─── Document extract
Cricket aside, the expedition was not a pleasant experience for Bowden. He had loathed the intensive training in preparation for the march. The column leader, Frank Johnson was a hard taskmaster and as there was a strong likelihood of their being attacked by the Matabele in the course of the 400-mile journey, he wanted to ensure that they were a well-disciplined body. One Pioneer wrote that the men; “were being unnecessarily worried about and overworked, what with parades, drills, fatigues, etc.”
Charles Finlason referred to Bowden in the Daily Independent: “I heard of his progress from time to time. The life was abhorrent to him and he fretted until he fell victim to an attack of fever. He became so depressed as to be almost broken-hearted; his one aim was to get out of the force and back to civilisation.”
Bowden’s plight upset his friends and they rallied to his assistance. “Great efforts were made,” continued Finlason, “to obtain his release [but] from the first attack of fever he seems never to have recovered.”
The Star reported his death on 24 October 1890. Finlason thought it was likely that “many months of sickness and debility had seen the young trooper return to Motloutsie [Macloutsie] where he died a lingering death.” The emotional report infuriated Dr Rutherford Harris, Rhodes’s ‘close confident, henchman and hatchet man,’ but Finlason was not unduly worried. He presented a patronising explanation in the Daily Independent: “I am assured that Mr. Johnson is singularly kind-hearted and would be the last to refuse to grant Bowden his release had he asked for it. The probability is that Bowden, being in a depressed state incidental to perpetual fever relapses, was very anxious to get home, but was prevented from moving, not by the commands of the Chartered Company or Mr. Johnson, but because he had not sufficient money to make the journey.”
The comment did not reflect well on the Company and its concern for the welfare of its men. But those who knew Bowden would have been aware of the reasons that led to the impecunious cricketer joining the Pioneer Corps. They would have realised that he was trapped and would have stayed that way until someone came up with a means of extricating him from a wider and increasingly complex personal predicament.
──────
─── Input data
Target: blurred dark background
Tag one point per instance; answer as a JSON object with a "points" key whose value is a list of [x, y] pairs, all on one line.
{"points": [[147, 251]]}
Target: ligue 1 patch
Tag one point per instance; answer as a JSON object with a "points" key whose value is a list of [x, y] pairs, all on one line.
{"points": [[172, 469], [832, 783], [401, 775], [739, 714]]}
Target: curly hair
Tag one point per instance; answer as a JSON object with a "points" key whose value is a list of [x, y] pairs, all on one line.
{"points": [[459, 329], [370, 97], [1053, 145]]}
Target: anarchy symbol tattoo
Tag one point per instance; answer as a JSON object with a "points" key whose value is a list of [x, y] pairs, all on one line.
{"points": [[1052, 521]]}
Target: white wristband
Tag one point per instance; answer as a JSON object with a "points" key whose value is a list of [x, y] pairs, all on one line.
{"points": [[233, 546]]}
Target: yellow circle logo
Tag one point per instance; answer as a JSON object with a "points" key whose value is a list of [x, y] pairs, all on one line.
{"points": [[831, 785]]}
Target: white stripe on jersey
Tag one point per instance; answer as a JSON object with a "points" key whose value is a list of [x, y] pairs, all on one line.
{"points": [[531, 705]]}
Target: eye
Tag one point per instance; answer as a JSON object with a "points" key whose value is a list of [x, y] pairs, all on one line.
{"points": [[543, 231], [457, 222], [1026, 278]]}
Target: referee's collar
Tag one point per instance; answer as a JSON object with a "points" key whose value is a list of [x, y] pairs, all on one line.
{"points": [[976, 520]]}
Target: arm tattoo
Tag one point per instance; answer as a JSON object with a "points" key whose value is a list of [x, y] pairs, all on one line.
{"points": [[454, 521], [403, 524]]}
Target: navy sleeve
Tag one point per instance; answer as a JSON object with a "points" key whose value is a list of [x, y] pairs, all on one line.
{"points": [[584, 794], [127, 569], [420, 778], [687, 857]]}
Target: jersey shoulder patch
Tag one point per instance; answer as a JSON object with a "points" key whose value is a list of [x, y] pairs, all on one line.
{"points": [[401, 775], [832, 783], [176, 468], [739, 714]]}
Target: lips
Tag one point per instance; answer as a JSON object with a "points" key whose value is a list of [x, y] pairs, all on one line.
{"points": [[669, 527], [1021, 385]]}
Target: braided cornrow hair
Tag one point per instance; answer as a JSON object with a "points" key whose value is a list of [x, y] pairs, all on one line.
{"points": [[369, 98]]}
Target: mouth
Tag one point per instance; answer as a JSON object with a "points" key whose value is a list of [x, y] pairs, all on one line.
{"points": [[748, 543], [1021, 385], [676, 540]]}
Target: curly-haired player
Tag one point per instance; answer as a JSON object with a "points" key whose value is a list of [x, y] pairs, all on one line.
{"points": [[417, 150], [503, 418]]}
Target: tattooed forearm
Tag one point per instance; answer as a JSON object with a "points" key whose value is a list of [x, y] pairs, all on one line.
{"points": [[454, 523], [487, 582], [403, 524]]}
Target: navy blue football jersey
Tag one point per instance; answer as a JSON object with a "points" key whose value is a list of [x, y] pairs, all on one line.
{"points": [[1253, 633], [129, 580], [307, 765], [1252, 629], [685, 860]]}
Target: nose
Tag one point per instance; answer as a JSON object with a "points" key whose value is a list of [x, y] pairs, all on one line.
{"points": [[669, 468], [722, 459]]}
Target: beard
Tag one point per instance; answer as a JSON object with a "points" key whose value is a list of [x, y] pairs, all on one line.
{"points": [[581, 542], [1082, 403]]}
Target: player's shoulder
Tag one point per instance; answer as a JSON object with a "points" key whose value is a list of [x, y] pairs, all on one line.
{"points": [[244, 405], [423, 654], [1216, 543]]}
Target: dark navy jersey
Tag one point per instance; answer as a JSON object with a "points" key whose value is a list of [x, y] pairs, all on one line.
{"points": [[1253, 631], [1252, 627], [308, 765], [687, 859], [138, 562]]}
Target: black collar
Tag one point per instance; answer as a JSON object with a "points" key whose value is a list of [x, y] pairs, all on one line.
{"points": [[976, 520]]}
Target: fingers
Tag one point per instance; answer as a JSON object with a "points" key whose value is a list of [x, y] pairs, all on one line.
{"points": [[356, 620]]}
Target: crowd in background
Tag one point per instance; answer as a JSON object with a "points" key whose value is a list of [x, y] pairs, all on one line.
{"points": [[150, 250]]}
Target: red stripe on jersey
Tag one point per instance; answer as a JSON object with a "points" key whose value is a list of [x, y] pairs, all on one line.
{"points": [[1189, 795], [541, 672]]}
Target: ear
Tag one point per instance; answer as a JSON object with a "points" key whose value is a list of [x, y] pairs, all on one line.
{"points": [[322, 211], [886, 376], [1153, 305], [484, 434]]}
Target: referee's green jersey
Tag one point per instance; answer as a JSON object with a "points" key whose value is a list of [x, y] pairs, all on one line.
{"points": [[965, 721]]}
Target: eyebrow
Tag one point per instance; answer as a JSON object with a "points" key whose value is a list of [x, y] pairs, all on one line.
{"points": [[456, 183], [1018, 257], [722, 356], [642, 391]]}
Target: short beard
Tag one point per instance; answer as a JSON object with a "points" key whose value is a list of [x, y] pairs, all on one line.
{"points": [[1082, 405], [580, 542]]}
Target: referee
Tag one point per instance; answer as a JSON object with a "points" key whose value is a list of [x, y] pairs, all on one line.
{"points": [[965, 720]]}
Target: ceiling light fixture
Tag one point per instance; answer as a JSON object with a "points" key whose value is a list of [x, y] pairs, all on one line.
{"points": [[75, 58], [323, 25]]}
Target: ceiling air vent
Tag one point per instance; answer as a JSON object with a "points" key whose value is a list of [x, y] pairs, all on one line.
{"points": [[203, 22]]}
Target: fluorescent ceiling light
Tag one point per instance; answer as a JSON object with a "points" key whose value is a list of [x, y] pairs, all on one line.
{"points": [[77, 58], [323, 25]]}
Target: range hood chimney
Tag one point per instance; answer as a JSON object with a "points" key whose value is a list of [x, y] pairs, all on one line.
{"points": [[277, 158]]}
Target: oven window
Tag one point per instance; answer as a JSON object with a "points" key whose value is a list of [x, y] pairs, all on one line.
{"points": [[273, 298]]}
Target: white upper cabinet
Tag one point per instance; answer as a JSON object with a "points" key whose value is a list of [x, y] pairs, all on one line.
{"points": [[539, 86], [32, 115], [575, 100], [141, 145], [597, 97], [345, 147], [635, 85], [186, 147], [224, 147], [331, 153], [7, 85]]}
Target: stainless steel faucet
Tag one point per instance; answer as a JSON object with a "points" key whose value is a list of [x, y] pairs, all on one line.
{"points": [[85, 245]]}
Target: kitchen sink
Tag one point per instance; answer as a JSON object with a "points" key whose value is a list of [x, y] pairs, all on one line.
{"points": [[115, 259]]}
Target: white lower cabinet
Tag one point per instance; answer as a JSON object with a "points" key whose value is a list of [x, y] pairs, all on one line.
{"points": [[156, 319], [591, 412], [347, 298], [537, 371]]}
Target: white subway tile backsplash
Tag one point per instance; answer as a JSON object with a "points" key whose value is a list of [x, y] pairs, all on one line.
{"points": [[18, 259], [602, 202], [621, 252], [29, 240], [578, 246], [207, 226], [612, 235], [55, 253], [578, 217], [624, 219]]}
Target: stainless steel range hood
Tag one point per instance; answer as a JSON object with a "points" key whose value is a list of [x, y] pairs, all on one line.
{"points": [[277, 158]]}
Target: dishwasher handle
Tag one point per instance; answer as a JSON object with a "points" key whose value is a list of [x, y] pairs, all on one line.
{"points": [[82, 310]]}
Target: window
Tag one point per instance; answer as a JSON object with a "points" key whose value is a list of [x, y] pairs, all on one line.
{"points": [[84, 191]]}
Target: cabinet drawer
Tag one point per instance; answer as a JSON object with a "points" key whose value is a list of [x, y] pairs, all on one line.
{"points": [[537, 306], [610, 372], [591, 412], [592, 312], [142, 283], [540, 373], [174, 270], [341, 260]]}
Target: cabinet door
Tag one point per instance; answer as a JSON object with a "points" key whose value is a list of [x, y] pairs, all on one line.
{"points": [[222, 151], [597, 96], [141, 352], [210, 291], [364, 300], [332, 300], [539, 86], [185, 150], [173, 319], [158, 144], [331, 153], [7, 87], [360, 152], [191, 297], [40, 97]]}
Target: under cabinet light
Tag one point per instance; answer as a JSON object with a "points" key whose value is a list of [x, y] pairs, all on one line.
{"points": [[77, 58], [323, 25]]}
──────
In three sentences, summarize the text about Bowden's time with the expedition. Work from the text alone.

Bowden found the expedition unpleasant and loathed the intensive training demanded by the column leader, Frank Johnson; he later fell ill with fever and grew so depressed that his one aim was to leave the force. His friends made great efforts to obtain his release, but he never seems to have recovered from the first attack of fever, and The Star reported his death on 24 October 1890. Finlason suggested that Bowden was kept from going home not by Johnson or the Chartered Company but by a lack of money for the journey, a comment that did not reflect well on the Company's concern for its men.